#### Page text
On being served with summons in the condemnation ' proceedings plaintiffs filed a bill of complaint with the circuit court in chancery of Lenawee county, on September 13, 1917, asking an injunction to restrain, and end the condemnation. An order to show cause, with a preliminary restraining order, was granted and *93on September 22, 1917, a written showing in response to such order and a motion to dismiss plaintiffs’ bill for want of jurisdiction were filed by defendant. On September 27, 1917, an answer was filed, a hearing and argument had on the showing made and an opinion filed by the court, followed by an order, filed October 6, 1917, the concluding paragraphs of which are as follows:

“After reading the pleadings in said cause and listening to the argument of counsel, it is ordered by this court that said temporary restraining order is continued until a full hearing can be had in said cause upon the issue raised in said proceedings as to the disability of said justice of the peace, Leon D. Mowry, to proceed with said condemnation proceedings.
“It is further ordered that the proceedings complained of in said bill of complaint, up to the filing of said petition with said Leon D. Mowry, justice of the peace, are regular and valid, and that said village of Morenci may, if it sees fit to do so, discontinue said proceedings before said Leon D. Mowry, and proceed before any other justice specified in said statutes to take jurisdiction over said proceedings.”

From this order plaintiffs have appealed, their claim of error involving, as stated in their counsel’s brief,

“but one question in this court to determine, and that was whether the circuit court erred in holding that the bill filed by plaintiffs should be dismissed without a hearing upon the allegations therein contained.”.

Plaintiffs’ grounds of complaint against Justice Mowry were that he is also the village assessor, and an interested party, having expressed his views as to the value of the land sought to be condemned both by his records and in other ways, which defendant denied in its answer and showing in response to the court’s order to show cause. As to this, the circuit judge expressed the view that, while the offices of justice and village assessor are not incompatible yet, in view of *94the objection raised, it was advisable to take the condemnation proceedings before some justice entirely disinterested, stating in answer to inquiry of counsel that the bill should be dismissed “so far as the fraud charge is concerned,” subsequently filing the order quoted, from which plaintiffs have appealed for the reason stated in counsel’s brief.

#### Given request 1
In the opinion, on what date did the plaintiffs file their bill of complaint?
#### Given request 2
Please repeat the opinion word for word, starting at "Plaintiffs’ grounds of" and ending at "in counsel’s brief.".
The data comes from a different source than the opinion.

#### Items
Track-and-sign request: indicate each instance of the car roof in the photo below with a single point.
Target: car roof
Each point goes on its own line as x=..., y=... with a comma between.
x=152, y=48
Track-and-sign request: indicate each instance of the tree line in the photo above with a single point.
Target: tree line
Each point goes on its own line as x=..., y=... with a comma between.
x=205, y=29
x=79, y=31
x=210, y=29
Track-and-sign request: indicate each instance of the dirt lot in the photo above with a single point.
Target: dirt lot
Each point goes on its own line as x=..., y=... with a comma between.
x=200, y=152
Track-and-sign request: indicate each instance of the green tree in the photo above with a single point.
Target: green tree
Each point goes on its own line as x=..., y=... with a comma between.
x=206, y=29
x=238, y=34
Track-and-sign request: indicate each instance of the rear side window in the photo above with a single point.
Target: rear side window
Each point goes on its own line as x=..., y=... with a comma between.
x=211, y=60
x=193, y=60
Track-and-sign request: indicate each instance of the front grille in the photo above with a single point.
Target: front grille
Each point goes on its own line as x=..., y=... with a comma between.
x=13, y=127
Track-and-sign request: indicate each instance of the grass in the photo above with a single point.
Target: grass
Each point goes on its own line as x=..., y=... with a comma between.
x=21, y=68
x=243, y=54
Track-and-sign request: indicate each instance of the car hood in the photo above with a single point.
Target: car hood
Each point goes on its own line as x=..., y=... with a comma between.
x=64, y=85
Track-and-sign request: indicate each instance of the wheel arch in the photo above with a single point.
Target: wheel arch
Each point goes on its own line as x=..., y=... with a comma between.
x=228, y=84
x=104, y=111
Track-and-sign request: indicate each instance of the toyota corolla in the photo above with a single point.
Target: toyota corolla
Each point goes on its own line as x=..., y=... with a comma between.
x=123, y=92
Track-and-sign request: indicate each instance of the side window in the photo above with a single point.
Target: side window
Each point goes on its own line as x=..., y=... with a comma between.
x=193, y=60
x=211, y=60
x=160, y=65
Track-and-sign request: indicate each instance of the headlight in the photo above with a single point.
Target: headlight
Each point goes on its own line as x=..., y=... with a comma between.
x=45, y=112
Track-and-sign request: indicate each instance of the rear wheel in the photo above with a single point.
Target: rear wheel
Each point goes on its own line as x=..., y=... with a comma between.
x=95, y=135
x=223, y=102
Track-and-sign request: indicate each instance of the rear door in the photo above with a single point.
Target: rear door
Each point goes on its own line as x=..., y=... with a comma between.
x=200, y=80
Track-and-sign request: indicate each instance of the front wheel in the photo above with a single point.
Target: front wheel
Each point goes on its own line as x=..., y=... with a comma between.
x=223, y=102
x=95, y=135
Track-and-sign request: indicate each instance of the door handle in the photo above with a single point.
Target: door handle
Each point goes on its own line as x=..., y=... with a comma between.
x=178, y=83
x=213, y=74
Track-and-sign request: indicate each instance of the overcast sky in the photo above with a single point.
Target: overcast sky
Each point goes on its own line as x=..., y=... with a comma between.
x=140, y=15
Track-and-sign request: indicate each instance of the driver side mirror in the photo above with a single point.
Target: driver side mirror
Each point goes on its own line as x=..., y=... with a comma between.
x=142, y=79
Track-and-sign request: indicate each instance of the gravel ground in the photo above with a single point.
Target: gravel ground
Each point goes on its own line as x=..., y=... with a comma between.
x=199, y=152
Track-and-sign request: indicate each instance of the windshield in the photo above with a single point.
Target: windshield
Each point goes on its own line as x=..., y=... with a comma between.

#### Full answer 1
September 13, 1917

#### Full answer 2
Plaintiffs’ grounds of complaint against Justice Mowry were that he is also the village assessor, and an interested party, having expressed his views as to the value of the land sought to be condemned both by his records and in other ways, which defendant denied in its answer and showing in response to the court’s order to show cause. As to this, the circuit judge expressed the view that, while the offices of justice and village assessor are not incompatible yet, in view of *94the objection raised, it was advisable to take the condemnation proceedings before some justice entirely disinterested, stating in answer to inquiry of counsel that the bill should be dismissed “so far as the fraud charge is concerned,” subsequently filing the order quoted, from which plaintiffs have appealed for the reason stated in counsel’s brief.